[Data rows]:
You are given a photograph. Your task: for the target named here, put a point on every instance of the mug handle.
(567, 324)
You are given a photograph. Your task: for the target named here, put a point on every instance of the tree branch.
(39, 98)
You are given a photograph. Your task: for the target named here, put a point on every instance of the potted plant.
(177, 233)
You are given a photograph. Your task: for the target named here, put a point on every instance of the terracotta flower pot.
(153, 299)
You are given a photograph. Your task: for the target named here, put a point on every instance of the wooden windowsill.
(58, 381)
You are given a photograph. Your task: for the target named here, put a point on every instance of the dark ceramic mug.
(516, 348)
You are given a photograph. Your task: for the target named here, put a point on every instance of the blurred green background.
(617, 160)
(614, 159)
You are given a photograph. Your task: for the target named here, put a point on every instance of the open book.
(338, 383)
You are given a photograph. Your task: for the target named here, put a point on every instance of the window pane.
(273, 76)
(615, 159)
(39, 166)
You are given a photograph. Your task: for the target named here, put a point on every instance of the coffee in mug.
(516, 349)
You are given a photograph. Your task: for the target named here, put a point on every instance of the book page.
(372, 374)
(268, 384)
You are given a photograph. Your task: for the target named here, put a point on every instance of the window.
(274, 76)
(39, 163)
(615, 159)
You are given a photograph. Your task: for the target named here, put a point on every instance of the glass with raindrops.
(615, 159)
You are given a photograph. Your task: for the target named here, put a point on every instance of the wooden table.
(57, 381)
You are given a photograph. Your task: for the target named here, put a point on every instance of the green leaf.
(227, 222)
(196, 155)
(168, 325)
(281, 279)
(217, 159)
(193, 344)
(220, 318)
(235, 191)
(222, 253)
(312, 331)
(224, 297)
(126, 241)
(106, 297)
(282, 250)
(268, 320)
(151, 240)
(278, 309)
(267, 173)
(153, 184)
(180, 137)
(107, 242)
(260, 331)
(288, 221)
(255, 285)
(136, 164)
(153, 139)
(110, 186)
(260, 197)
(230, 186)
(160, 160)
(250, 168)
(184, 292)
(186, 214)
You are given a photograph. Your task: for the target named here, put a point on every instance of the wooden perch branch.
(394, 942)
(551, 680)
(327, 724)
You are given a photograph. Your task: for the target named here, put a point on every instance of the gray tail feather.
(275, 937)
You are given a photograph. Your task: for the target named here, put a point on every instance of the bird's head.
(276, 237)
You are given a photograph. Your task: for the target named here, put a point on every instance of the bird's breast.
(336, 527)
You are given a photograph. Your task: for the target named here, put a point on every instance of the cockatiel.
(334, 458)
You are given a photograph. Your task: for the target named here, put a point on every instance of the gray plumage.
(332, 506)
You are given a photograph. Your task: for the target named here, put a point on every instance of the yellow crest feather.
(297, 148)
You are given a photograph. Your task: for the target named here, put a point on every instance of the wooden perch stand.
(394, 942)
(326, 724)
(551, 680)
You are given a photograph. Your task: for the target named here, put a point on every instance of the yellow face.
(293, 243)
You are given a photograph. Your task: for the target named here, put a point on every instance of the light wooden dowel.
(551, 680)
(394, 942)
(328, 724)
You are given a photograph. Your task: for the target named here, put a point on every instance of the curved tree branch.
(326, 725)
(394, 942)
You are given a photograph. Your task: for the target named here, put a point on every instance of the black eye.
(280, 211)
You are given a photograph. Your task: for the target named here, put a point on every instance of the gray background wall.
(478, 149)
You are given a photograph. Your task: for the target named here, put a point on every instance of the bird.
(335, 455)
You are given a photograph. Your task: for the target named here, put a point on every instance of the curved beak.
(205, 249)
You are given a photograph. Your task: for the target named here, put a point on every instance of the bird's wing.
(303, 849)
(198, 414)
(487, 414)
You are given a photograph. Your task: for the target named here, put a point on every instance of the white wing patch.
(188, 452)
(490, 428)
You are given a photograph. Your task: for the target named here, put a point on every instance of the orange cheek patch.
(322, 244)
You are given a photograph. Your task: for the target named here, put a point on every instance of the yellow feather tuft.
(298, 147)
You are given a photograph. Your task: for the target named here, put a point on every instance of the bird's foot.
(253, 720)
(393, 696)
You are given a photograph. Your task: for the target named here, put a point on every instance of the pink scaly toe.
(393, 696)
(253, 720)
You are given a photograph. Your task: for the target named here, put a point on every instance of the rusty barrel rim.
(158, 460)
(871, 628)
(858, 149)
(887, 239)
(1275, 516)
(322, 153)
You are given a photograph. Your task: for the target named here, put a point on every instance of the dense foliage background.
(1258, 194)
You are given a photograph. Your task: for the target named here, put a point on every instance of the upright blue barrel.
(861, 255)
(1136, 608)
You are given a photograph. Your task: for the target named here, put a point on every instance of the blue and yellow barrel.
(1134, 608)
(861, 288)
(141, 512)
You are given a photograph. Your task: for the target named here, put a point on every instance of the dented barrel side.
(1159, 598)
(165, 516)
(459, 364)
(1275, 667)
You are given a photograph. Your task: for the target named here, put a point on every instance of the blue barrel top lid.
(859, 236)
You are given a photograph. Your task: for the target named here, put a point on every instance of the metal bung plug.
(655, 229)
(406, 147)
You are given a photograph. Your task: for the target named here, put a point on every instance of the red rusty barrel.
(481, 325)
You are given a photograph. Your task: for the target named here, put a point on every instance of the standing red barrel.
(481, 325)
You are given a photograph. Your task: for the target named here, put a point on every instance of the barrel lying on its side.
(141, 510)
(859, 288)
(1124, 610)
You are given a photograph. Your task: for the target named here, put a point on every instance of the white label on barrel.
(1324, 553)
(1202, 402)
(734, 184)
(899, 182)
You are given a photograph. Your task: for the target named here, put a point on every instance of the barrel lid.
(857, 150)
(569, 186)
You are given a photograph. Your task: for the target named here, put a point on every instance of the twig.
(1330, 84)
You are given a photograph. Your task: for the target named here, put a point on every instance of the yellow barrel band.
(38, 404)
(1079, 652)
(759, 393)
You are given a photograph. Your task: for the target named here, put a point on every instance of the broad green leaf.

[Your objective]: Recast every one of the records above as a numbered list, one line per item, and leave out any blank lines.

[Completed exercise]:
1. You are given a photograph. Your task: for the target named here, put a point on every instance of the mug handle.
2. (567, 324)
3. You are given a photograph. Your task: for the target named here, put a point on every instance of the tree branch.
4. (39, 98)
5. You are given a photograph. Your task: for the target named here, put a point on every instance of the potted plant.
6. (177, 233)
7. You are given a photograph. Your task: for the target named here, put a point on every instance of the terracotta flower pot.
8. (153, 299)
9. You are given a photograph. Your task: for the target named here, put a point on every instance of the wooden windowsill.
10. (58, 381)
11. You are given a photograph. Your task: for the target named here, put a point on every instance of the dark ceramic mug.
12. (516, 348)
13. You are given a photograph. Your task: for the target named here, put a point on every instance of the blurred green background.
14. (617, 160)
15. (614, 159)
16. You are given a photograph. Your task: for the target named here, put a point on every instance of the open book.
17. (338, 383)
18. You are given a photograph. Your task: for the target named here, put a point on every instance of the window pane.
19. (273, 76)
20. (615, 159)
21. (39, 166)
22. You are given a photograph. Your task: for the target named here, put a point on every instance of the coffee in mug.
23. (516, 349)
24. You are given a photograph. Your task: for the target named here, put a point on every instance of the book page.
25. (372, 374)
26. (268, 384)
27. You are given a photograph. Your task: for the target named here, put a point on every instance of the window.
28. (274, 76)
29. (39, 163)
30. (615, 159)
31. You are given a photograph. Your task: for the target named here, put a point on every instance of the glass with raindrops.
32. (615, 159)
33. You are given a photograph. Your task: for the target named here, put a point on every instance of the wooden table.
34. (57, 381)
35. You are given a photograph. Your task: for the target named here, put a point on every instance of the green leaf.
36. (227, 222)
37. (196, 155)
38. (168, 325)
39. (281, 279)
40. (217, 159)
41. (193, 344)
42. (220, 318)
43. (235, 191)
44. (222, 253)
45. (312, 331)
46. (224, 297)
47. (126, 241)
48. (106, 297)
49. (282, 250)
50. (268, 320)
51. (151, 240)
52. (278, 309)
53. (267, 173)
54. (153, 184)
55. (180, 137)
56. (107, 242)
57. (260, 331)
58. (288, 221)
59. (255, 285)
60. (136, 164)
61. (153, 139)
62. (110, 186)
63. (260, 197)
64. (230, 186)
65. (160, 160)
66. (250, 168)
67. (184, 292)
68. (186, 214)
69. You are given a photograph. Your task: for the target named here, put a point on every instance of the wooden perch branch.
70. (394, 942)
71. (551, 680)
72. (327, 724)
73. You are given a photograph. Your task: for the target named here, put a point on every instance of the gray tail feather.
74. (275, 937)
75. You are given a photograph. Your task: for the target named here, put a point on every instance of the bird's head.
76. (276, 237)
77. You are given a photograph. Your task: for the target named here, put a point on every instance of the bird's breast.
78. (336, 527)
79. You are given a photograph. Your task: for the target named here, put a point on every instance of the cockatiel.
80. (334, 458)
81. You are given a photograph. Your task: for the target named here, put a point on every instance of the gray plumage.
82. (332, 506)
83. You are given a photograph. Your task: for the target named here, put a point on every instance of the yellow crest feather.
84. (297, 148)
85. You are given a photograph. Your task: for the target named here, put a point on every instance of the wooden perch stand.
86. (394, 942)
87. (326, 724)
88. (551, 680)
89. You are given a photograph. Your task: for the target named here, put a point on every instance of the yellow face.
90. (293, 243)
91. You are given a photograph. Your task: for the target named here, put a point on every instance of the light wooden dowel.
92. (551, 680)
93. (394, 942)
94. (328, 724)
95. You are given a photograph. Your task: for the target named here, put a point on every instance of the curved tree branch.
96. (326, 725)
97. (394, 942)
98. You are given a photograph. Your task: for the target named here, put a point on every instance of the black eye.
99. (280, 211)
100. You are given a photograph. Your task: for the target named here, put a point on every instance of the gray background wall.
101. (478, 149)
102. You are given a photograph. Your task: for the target named here, put a point on every instance of the bird.
103. (335, 455)
104. You are given a photograph. Your task: for the target named here, put a point on every instance of the curved beak.
105. (205, 249)
106. You are given a photograph. Your task: for the target named here, put a point on every instance of the bird's wing.
107. (303, 849)
108. (198, 414)
109. (487, 414)
110. You are given a photograph. Your task: for the target named here, put a point on every instance of the white wing patch.
111. (188, 452)
112. (490, 428)
113. You are given a photograph. Your task: for the target named here, put a point on every instance of the orange cheek patch.
114. (322, 244)
115. You are given a photograph. Your task: for the target named here, put a point on every instance of the yellow feather tuft.
116. (298, 147)
117. You are given a photograph. Your task: for the target named here, put a point on every instance of the bird's foot.
118. (253, 720)
119. (393, 696)
120. You are given a photograph. Your task: for the target named here, put a point on every instance of the pink scaly toe.
121. (393, 696)
122. (253, 720)
123. You are given a photograph. Your task: for the target named here, put a point on every instance of the rusty barrel rim.
124. (158, 460)
125. (871, 628)
126. (858, 149)
127. (887, 239)
128. (1275, 516)
129. (322, 153)
130. You are given a photograph. Your task: for the target named here, put a point on every instance of the dense foliage background.
131. (1258, 194)
132. You are given a photograph. Your task: for the target named here, put a point on every instance of the upright blue barrel.
133. (861, 255)
134. (1136, 608)
135. You are given a photograph. Your task: for the target named here, put a point on every instance of the blue and yellow barrel.
136. (1134, 608)
137. (861, 288)
138. (141, 512)
139. You are given a photograph. Your task: for the target named here, put a point on every instance of the dented barrel side.
140. (1159, 598)
141. (165, 516)
142. (459, 364)
143. (1275, 667)
144. You are given a photograph. Your task: for the target named here, put a point on every instance of the blue barrel top lid.
145. (859, 236)
146. You are given a photograph. Your task: for the target named here, put a point on every instance of the metal bung plug.
147. (655, 229)
148. (406, 147)
149. You are given a photograph. Your task: for the target named here, put a point on every instance of the red rusty barrel.
150. (481, 325)
151. You are given a photograph. Your task: for the target named here, put a point on every instance of the standing red barrel.
152. (481, 325)
153. You are given a photograph. Your task: for the target named here, put a point on every instance of the barrel lying on its side.
154. (141, 510)
155. (859, 288)
156. (1124, 610)
157. You are given a photograph. Your task: for the target named here, put a point on every instance of the white label on barrel.
158. (1324, 553)
159. (1202, 402)
160. (734, 184)
161. (899, 182)
162. You are given a photograph. Your task: for the target named here, put a point on every instance of the barrel lid.
163. (857, 150)
164. (569, 186)
165. You are given a photograph. Your task: for the target named here, put a point on every instance of the twig.
166. (1330, 84)
167. You are given a photograph. Your task: for the target named here, put a point on every instance of the yellow barrel band.
168. (38, 404)
169. (1079, 652)
170. (759, 393)
171. You are given a photograph. Your task: for the target named here, put a point on every instance of the broad green leaf.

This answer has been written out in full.